They’ve had a hectic schedule of late including concerts by the duo and the Blue Shroud Band, a visit by Barry to the RMC (Rhythmic Music Conservatory) in Copenhagen where he’s visiting professor for the premiere of a new work, recitals of the Bach Arias and Swedish Folk Chorales programme in Ireland and at the end of October several concerts and a workshop in Vilnius. They’re playing with the Blue Shroud Band at the Purcell Room on the Southbank on 16 November as part of the London Jazz Festival, a performance of Barry’s The Blue Shroud which draws inspiration from Picasso’s Guernica. This review from August gives an idea of what to expect, with further articles here. NoBusiness has also just released Concert in Vilnius , a 2017 performance by the legendary Evan Parker, Barry Guy, Paul Lytton trio. An abundance of riches.
My sometimes lengthy questions addressed diverse matters all of which they considered in a thoughtful, illuminating fashion. The interview proceeds with Barry first, then Maya and I’ve provided some links for those who want to follow through.
Barry, to state the obvious, the double bass is a big instrument requiring a very physical engagement. In an interview with Barra Ó Seaghdha a few years ago, you spoke of how your early work with dancers affected your relationship with the instrument:
“The more I rid myself of this idea of a large unwieldy resonating box, the clearer the ideas would become. The holding and articulation of the bow, the ends of the fingertips, creativity, the sound concept – all these things came down to a tiny contact point, a little grain of sand. It’s like black holes, which contain huge amounts of energy to be harnessed.”
I’m intrigued by those grains of sand that are also energy sources.

※ ※ ※

(Problems to work on):
1) Write out the stretch of the interview excerpt from "My sometimes lengthy" through "to follow through.".
2) List everything that the quotation in the interview excerpt says came down to a tiny contact point.
The rows have nothing to do with the interview excerpt.

(Raw records):
※ ※ ※

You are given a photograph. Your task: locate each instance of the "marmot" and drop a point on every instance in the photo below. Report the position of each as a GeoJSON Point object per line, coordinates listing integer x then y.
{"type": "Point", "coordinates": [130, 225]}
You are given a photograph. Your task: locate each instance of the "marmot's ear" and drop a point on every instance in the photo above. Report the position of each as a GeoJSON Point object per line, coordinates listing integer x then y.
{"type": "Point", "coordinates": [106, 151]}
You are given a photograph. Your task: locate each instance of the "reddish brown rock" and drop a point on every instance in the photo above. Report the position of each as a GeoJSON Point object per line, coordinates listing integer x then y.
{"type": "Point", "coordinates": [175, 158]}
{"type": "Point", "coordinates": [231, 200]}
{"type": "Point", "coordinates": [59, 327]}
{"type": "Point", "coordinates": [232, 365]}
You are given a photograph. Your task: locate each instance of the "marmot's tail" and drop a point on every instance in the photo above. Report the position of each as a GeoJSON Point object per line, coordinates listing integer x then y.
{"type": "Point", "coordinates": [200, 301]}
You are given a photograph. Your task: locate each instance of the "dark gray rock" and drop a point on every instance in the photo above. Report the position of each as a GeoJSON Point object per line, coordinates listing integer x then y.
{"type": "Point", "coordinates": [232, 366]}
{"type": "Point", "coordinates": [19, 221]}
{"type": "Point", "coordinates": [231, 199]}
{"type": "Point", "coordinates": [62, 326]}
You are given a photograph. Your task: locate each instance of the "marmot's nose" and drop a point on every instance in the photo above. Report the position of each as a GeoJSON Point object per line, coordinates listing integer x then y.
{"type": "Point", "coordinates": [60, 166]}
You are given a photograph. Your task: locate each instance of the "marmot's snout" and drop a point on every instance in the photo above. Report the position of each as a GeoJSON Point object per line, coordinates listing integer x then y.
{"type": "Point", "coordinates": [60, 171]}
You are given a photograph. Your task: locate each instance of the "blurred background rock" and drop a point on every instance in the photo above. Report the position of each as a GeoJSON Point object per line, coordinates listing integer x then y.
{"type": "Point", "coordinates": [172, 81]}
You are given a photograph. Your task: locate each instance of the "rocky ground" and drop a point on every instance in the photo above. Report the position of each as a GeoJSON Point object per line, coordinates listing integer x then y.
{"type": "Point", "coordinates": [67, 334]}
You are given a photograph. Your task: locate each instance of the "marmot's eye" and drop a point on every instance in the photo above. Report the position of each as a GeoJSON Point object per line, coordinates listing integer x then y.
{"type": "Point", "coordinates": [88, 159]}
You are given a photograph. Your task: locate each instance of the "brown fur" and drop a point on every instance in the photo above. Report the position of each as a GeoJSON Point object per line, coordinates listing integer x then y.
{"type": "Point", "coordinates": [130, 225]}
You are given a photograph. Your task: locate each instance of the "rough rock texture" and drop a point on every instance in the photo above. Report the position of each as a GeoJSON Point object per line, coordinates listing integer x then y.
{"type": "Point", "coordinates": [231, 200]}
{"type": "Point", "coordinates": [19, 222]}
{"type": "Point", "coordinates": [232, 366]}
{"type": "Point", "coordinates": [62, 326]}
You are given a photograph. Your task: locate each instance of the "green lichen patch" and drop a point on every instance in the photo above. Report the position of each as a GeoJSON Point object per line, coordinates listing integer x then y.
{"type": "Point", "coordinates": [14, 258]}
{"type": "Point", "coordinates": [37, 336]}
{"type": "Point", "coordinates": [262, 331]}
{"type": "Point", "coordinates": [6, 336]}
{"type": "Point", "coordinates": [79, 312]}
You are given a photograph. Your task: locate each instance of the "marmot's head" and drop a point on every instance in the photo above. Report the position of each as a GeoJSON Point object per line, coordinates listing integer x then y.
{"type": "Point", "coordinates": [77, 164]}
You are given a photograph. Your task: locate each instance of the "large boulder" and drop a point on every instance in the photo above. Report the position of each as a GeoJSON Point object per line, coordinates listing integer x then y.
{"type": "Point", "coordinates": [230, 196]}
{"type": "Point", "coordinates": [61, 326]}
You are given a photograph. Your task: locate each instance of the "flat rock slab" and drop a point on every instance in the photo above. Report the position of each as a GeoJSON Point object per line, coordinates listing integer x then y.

※ ※ ※

(Solved problems):
1)
My sometimes lengthy questions addressed diverse matters all of which they considered in a thoughtful, illuminating fashion. The interview proceeds with Barry first, then Maya and I’ve provided some links for those who want to follow through.

2)
- The holding and articulation of the bow
- The ends of the fingertips
- Creativity
- The sound concept